Segment Start: Excerpt

During the past quarter, we sold the Fund’s holding of Aperam and purchased two new names: Orica, an Australian-based global mining and explosives business; and Philips Electronics, a Dutch electronics and lighting manufacturer. We also added Treasury Wine Estates, a vineyard and wine-distribution company based in Australia that was spun off from Fund holding Fosters.
Geographically, we ended the quarter with our European holdings decreasing to approximately 65% of the portfolio, the Pacific Rim holdings increasing to approximately 33% and the balance in Latin and North America.
We still believe that many currencies are overvalued compared to the U.S. dollar and we continued to defensively hedge the Fund’s currency exposure. We initiated a hedge for part of the Fund’s euro exposure during the quarter. Approximately 72% of the Fund’s Swiss franc, 69% of the Australian dollar, 52% of the Japanese yen, 28% of the Swedish krona and 20% of the euro exposure were hedged at quarter-end.
We continue to focus on finding what we believe are attractive, undervalued international companies with management teams focused on building shareholder value. We thank you for your support.
As of 6/30/11, Olympus Corp. represented 2.2%, Roche Holding AG 2.3%, ROHM Ltd. 2.6%, Aperam 0%, Orica, Ltd. 1.3%, Koninklijke (Royal) Philips Electronics NV 1.2%, Treasury Wine Estates, Ltd. 0.2%, and Foster’s Group, Ltd. 0.8% of the Oakmark International Fund’s total net assets. Portfolio holdings are subject to change without notice and are not intended as recommendations of individual stocks.
The MSCI World ex U.S. Index (Net) is a free float-adjusted market capitalization index that is designed to measure international developed market equity performance, excluding the U.S. This benchmark calculates reinvested dividends net of withholding taxes using Luxembourg tax rates. This index is unmanaged and investors cannot invest directly in this index.
Investing in foreign securities presents risks that in some ways may be greater than U.S. investments. Those risks include: currency fluctuation; different regulation, accounting standards, trading practices and levels of available information; generally higher transaction costs; and political risks.
The discussion of the Funds’ investments and investment strategy (including current investment themes, the portfolio managers’ research and investment process, and portfolio characteristics) represents the Funds’ investments and the views of the portfolio managers and Harris Associates L.P., the Funds’ investment adviser, at the time of this letter, and are subject to change without notice.

Segment End: Excerpt
Segment Start: Dataset excerpts

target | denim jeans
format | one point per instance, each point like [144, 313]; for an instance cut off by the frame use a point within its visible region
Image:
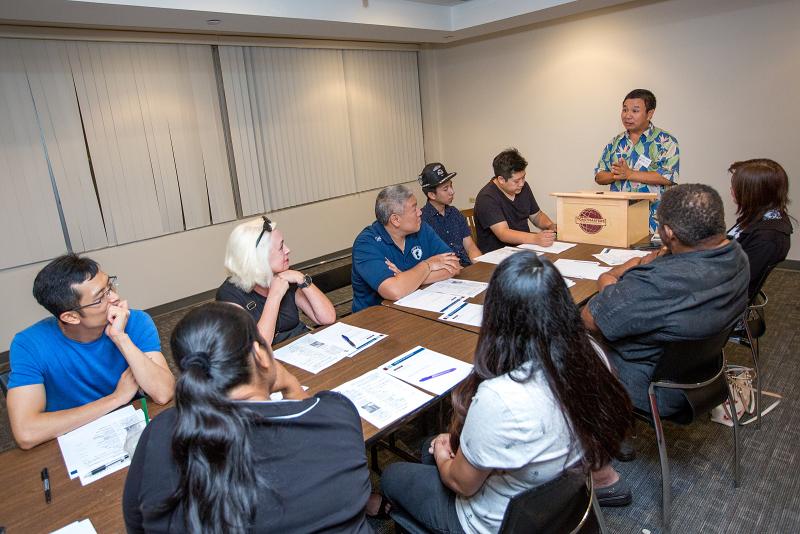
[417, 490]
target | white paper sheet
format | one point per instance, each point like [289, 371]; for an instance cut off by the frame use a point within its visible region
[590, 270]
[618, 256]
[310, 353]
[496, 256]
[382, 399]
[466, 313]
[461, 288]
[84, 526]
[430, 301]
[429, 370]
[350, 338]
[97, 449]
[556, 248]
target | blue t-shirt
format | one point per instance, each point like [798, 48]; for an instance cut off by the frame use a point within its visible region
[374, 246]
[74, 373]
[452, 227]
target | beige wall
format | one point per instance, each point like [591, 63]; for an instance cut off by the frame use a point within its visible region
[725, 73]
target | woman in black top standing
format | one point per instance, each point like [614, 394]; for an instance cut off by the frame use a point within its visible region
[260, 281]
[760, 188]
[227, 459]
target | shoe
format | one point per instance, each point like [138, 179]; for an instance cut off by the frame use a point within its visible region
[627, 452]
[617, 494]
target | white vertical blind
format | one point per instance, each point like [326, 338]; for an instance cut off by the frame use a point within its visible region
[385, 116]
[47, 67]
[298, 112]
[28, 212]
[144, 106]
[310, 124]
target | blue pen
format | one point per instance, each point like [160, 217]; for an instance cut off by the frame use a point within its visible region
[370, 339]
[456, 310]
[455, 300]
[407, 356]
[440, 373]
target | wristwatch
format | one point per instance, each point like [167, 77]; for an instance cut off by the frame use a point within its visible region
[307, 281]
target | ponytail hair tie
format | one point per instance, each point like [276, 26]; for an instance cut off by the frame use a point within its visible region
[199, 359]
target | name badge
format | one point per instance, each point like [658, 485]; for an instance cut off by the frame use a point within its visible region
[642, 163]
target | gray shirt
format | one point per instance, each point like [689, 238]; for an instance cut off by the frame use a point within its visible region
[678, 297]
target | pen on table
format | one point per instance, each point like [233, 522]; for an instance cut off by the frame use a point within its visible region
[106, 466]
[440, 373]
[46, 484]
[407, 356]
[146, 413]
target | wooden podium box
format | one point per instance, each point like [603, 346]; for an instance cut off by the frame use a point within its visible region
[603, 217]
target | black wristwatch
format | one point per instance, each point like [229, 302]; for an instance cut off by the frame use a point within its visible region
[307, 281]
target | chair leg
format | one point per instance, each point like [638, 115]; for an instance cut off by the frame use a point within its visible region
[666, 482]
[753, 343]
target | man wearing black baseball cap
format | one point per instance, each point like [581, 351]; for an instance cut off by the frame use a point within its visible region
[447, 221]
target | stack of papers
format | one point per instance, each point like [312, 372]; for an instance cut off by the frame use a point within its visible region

Segment End: Dataset excerpts
Segment Start: Dataset excerpts

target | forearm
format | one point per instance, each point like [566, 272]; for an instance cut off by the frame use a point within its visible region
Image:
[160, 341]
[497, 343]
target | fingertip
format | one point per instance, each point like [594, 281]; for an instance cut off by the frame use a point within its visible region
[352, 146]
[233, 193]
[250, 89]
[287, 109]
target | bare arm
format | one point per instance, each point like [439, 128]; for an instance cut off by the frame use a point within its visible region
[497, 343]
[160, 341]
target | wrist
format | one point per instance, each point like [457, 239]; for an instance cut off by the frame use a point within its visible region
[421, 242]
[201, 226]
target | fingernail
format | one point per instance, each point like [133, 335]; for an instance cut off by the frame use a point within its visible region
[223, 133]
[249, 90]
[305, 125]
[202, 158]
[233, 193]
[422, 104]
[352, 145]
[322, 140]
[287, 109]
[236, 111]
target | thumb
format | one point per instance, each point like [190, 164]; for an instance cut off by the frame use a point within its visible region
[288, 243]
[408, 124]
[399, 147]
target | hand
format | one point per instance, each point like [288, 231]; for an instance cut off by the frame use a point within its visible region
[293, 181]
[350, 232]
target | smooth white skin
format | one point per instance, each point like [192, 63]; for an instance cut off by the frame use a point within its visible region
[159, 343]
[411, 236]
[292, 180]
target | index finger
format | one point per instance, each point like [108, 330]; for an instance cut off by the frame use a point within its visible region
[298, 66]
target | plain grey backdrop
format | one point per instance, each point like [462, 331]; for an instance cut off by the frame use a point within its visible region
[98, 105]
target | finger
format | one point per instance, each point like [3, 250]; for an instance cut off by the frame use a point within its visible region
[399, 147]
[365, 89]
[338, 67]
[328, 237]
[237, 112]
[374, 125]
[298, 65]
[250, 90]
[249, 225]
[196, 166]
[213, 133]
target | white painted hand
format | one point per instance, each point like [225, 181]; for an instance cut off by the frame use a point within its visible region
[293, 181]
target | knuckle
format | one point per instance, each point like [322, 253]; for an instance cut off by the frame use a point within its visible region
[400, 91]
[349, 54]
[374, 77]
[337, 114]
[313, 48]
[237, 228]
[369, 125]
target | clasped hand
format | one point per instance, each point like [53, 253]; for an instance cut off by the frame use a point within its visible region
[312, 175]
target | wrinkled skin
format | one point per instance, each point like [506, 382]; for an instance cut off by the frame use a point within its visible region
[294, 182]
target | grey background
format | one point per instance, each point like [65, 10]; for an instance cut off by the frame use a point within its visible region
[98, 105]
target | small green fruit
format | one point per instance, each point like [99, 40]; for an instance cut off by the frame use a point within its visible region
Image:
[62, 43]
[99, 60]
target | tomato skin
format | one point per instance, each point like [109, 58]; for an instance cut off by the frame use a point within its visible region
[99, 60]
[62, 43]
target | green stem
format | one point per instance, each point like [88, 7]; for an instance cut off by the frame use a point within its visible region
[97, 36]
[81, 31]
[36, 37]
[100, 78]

Segment End: Dataset excerpts
Segment Start: Dataset excerpts

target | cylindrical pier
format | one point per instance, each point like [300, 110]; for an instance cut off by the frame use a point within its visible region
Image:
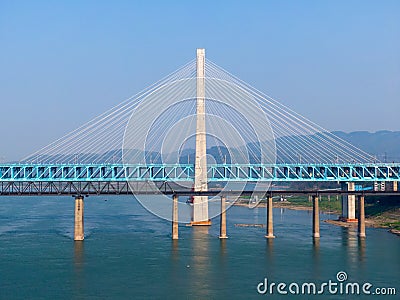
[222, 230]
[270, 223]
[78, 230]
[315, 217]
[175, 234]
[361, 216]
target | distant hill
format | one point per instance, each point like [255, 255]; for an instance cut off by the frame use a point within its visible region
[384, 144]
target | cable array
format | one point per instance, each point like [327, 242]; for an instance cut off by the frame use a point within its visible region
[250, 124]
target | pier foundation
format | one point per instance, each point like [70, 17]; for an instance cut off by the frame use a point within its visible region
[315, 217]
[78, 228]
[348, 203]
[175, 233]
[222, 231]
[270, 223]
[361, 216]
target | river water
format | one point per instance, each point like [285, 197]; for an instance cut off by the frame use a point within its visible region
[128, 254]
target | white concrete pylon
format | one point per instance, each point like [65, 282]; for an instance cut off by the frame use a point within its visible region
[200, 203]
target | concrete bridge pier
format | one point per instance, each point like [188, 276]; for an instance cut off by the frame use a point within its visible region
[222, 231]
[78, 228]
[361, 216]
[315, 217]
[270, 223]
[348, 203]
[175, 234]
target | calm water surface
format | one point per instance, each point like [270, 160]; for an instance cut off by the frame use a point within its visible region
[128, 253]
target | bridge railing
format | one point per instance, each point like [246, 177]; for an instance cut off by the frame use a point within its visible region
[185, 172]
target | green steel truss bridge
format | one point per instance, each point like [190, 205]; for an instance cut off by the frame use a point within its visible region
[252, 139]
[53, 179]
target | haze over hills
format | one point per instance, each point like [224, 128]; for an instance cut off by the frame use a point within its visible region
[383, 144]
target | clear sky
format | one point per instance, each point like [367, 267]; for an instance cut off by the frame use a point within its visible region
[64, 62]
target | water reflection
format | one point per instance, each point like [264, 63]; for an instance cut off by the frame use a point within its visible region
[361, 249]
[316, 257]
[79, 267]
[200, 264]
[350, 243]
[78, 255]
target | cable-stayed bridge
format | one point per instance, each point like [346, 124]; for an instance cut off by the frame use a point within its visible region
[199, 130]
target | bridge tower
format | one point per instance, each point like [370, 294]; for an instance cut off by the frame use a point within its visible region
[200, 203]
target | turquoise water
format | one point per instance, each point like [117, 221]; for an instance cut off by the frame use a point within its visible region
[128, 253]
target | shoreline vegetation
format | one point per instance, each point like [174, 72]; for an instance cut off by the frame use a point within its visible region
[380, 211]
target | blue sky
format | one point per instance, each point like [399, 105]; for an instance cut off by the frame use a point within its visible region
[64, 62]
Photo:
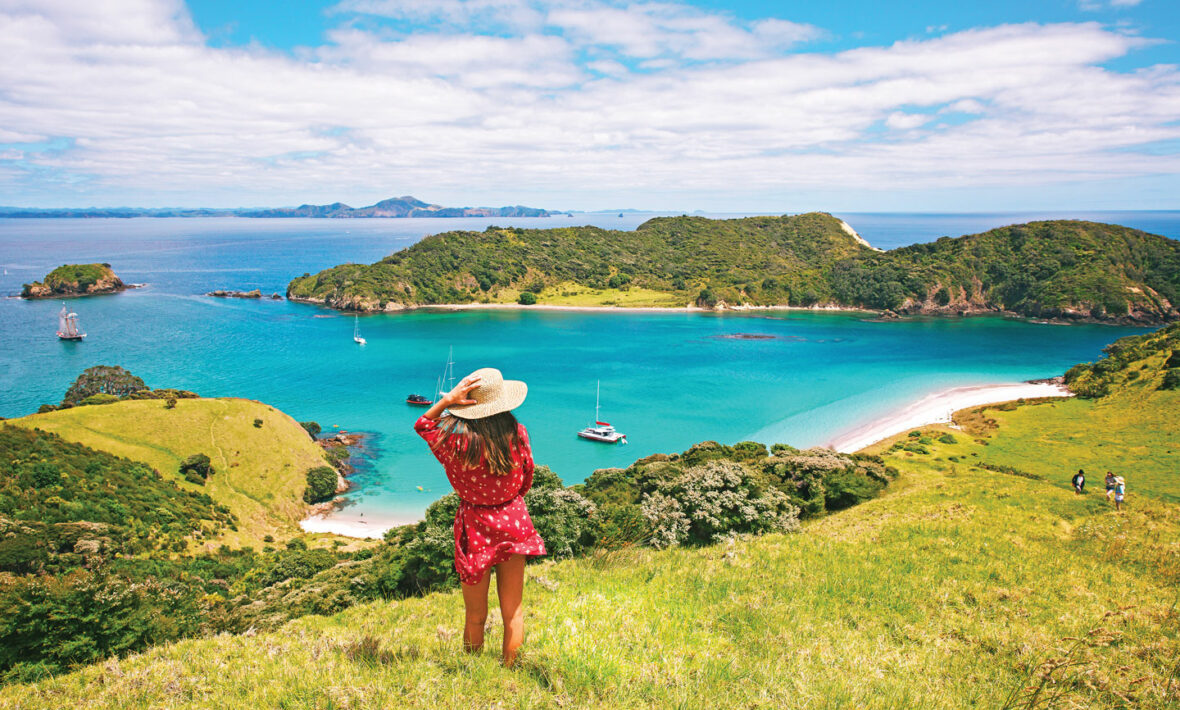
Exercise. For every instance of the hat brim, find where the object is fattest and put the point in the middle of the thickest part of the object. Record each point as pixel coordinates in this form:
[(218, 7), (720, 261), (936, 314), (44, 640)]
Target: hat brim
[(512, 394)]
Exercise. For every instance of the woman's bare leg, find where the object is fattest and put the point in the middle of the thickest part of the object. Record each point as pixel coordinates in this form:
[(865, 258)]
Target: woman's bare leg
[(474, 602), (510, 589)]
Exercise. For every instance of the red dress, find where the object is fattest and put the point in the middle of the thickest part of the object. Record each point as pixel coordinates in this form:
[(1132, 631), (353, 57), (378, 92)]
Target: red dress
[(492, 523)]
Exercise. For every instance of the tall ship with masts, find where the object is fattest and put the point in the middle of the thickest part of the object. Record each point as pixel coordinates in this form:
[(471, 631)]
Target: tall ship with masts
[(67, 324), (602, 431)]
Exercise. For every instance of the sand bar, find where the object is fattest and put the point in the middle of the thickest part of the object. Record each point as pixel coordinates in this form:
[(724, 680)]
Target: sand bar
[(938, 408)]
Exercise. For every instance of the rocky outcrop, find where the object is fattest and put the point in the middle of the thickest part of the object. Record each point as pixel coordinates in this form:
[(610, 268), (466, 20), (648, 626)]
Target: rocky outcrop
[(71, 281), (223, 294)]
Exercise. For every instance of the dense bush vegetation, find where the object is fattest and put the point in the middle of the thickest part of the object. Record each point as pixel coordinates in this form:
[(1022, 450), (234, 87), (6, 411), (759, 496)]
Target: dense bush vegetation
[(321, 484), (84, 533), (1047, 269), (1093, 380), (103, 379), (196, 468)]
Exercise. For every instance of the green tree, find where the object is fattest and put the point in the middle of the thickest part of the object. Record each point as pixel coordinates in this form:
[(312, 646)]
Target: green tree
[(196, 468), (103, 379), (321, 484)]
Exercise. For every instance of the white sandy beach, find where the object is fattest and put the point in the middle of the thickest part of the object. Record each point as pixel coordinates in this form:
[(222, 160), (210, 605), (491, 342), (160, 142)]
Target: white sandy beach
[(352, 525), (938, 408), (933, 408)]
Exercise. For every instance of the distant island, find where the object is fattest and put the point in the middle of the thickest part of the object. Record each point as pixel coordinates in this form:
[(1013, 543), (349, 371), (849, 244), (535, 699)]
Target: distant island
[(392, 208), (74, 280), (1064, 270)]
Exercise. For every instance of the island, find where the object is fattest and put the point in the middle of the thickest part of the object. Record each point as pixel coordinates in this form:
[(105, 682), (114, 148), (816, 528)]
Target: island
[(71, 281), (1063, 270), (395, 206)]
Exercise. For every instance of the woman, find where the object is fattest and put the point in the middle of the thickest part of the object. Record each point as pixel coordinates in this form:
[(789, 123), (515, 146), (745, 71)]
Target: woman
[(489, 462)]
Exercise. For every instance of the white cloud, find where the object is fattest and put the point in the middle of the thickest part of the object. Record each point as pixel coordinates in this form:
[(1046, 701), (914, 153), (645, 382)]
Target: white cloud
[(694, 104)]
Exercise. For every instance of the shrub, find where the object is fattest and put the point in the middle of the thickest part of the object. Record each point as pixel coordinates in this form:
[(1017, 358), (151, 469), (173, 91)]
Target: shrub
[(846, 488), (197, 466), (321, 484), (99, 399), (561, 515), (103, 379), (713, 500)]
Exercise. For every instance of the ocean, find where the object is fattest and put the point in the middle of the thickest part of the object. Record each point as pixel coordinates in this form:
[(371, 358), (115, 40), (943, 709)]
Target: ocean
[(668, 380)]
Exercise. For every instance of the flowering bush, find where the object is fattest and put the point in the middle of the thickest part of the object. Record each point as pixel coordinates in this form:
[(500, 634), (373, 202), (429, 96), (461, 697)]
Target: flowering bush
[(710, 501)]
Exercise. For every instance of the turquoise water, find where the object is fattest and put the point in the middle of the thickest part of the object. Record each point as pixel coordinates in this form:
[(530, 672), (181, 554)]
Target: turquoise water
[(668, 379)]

Segment End: Dataset excerpts

Tasks to perform:
(1) In the fund letter, what percentage of the Fund's Japanese yen exposure was hedged at quarter-end?
(2) Please return the passage of the fund letter from "As of 6/30/11, Olympus" to "of individual stocks.".

Answers to the tasks:
(1) 52%

(2)
As of 6/30/11, Olympus Corp. represented 2.2%, Roche Holding AG 2.3%, ROHM Ltd. 2.6%, Aperam 0%, Orica, Ltd. 1.3%, Koninklijke (Royal) Philips Electronics NV 1.2%, Treasury Wine Estates, Ltd. 0.2%, and Foster’s Group, Ltd. 0.8% of the Oakmark International Fund’s total net assets. Portfolio holdings are subject to change without notice and are not intended as recommendations of individual stocks.